### [What you will do]
1. In the mobility research summary, which of the three weather events had the greatest overall impact on road traffic?
2. Condense the paragraph of the mobility research summary that begins "Leveraging two-year bikesharing trips in Chicago" into a shorter version that keeps its main facts.

### [Document passage]
◇ ◇ ◇ ◇ ◇ ◇ ◇

Sustainable, Equitable, and Resilient Mobility System

Unexpected events, such as natural disasters, diseases, and extreme weather events, lead to substantial impacts on human travel. My work focuses on quantitatively examining the time-varying patterns of human travel before, during, and after these abnormal interventions. My particular attention to accessibility inequities, policy barriers, and resilient disparities in underserved communities under unusual interventions provides valuable suggestions for building a more sustainable, equitable, and resilient urban mobility system.

Multi-modal Travel Demand Resilience to Diseases 🚌🚌🚌🚲🚲🚲

The COVID-19 pandemic has led to a globally unprecedented decline in transit ridership. We leverage the 20-year daily transit ridership data in Chicago to infer the impact of COVID-19 on ridership using the Bayesian structural time series model, controlling confounding effects of socioeconomic disparities. Results show that ridership declined more in regions with more commercial lands and higher percentages of white, educated, and high-income individuals.

Leveraging two-year bikesharing trips in Chicago, we examine the spatiotemporal evolution of bikesharing usage across the pandemic and compare it with other travel modes. We find that bikesharing is more resilient compared with transit, driving, and walking. Deep socio-economic inequities also exist: stations located in high-income areas go from more increase before the pandemic to more decrease during the pandemic.


Heavy rain can induce road flooding, especially in the urban areas due to poor drainage systems. Effectively identifying the flooding road segment can help people plan their travel reasonably and reduce losses. Combining social media posts, precipitation, and traffic flow information, we develop an automatic road flooding detection algorithm and deploy it to Shenzhen City, China. Result shows that our algorithm performs satisfactorily with a 68%–90% detection rate and a 1.5%–2% false alarm rate.

Crowdsourced data offer new opportunities to monitor and investigate changes in road traffic flow during extreme weather. We utilize diverse crowdsourced data from mobile devices and the community-driven navigation app, Waze, to examine the impact of three weather events – floods, winter storms, and fog – on road traffic. We find overall winter storms have the greatest impact on road traffic, while at a link level, lower-class roads with lower average speeds and volumes experience milder impact.

◇ ◇ ◇ ◇ ◇ ◇ ◇

### [Supplied entries]
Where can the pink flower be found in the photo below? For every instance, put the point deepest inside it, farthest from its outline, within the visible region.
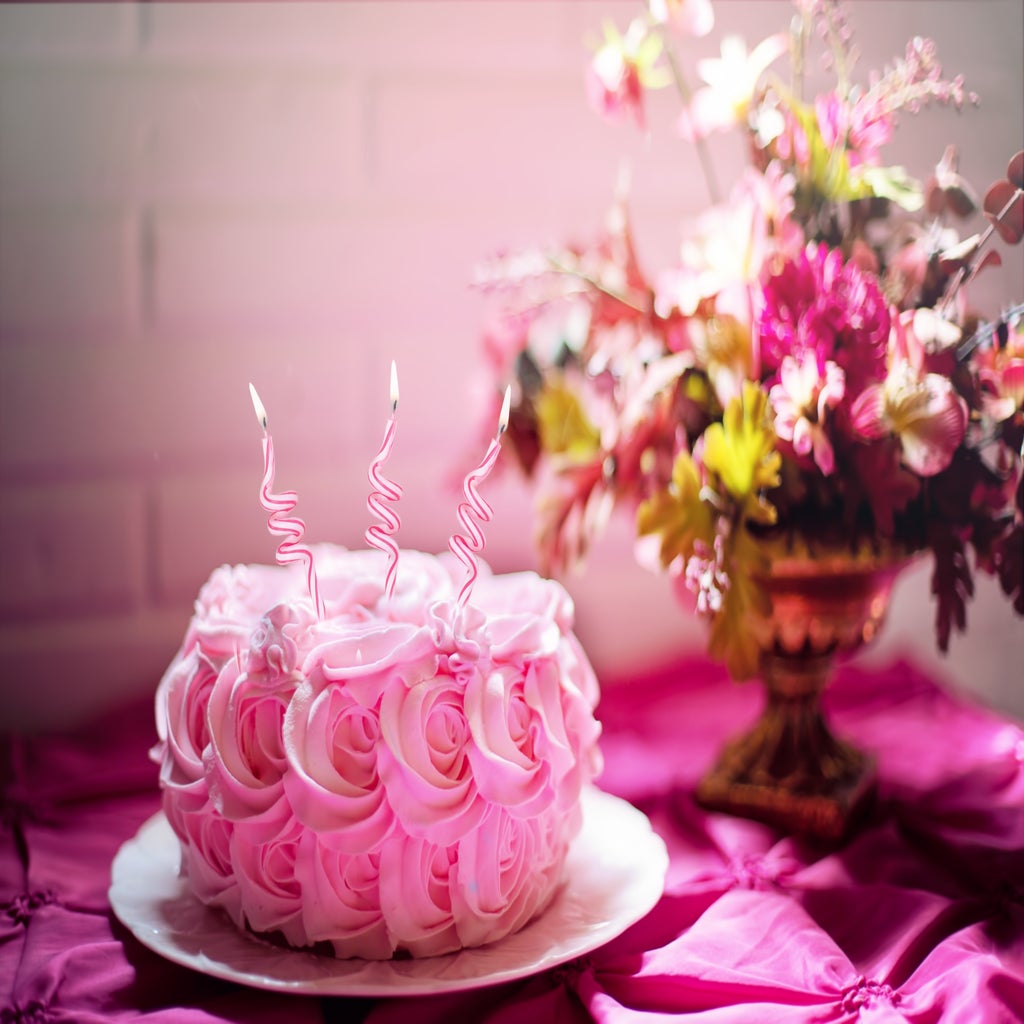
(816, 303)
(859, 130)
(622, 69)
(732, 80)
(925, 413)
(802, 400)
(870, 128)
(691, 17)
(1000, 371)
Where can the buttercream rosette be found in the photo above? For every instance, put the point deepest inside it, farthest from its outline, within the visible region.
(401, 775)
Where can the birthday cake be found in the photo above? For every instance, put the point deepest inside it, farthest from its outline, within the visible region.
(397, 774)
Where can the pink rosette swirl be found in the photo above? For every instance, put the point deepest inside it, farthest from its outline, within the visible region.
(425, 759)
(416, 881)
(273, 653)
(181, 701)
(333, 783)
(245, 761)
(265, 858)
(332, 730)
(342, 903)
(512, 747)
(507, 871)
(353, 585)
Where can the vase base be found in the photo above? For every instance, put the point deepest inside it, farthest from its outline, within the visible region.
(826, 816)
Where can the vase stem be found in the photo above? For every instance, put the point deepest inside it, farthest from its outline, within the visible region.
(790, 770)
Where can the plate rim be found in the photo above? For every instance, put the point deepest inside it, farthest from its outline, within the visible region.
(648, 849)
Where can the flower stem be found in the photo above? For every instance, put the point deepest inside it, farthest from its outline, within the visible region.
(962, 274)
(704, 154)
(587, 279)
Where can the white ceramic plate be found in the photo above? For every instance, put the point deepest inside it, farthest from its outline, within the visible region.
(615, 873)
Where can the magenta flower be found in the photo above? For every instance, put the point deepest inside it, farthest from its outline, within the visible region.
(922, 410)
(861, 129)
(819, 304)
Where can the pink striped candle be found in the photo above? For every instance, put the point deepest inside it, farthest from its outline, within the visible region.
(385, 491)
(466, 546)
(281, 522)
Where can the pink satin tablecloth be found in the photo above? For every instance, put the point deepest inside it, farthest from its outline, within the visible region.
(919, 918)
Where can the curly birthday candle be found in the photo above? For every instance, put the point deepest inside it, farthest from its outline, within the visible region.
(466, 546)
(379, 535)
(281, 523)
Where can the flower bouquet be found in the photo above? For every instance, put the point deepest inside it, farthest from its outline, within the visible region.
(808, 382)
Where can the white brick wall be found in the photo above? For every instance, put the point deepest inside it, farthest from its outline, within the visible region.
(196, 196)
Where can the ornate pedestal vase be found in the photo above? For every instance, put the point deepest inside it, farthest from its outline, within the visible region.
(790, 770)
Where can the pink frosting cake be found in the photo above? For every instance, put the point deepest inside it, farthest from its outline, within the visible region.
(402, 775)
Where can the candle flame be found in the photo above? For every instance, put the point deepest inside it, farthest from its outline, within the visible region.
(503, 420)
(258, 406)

◇ ◇ ◇ ◇ ◇ ◇ ◇

### [Solution list]
1. Winter storms had the greatest overall impact on road traffic.

2. Using two years of Chicago bikesharing trips, we trace how bikesharing use changed across the pandemic and compare it with other travel modes. Bikesharing proved more resilient than transit, driving, and walking. However, deep socio-economic inequities appeared: stations in high-income areas shifted from larger increases before the pandemic to larger decreases during it.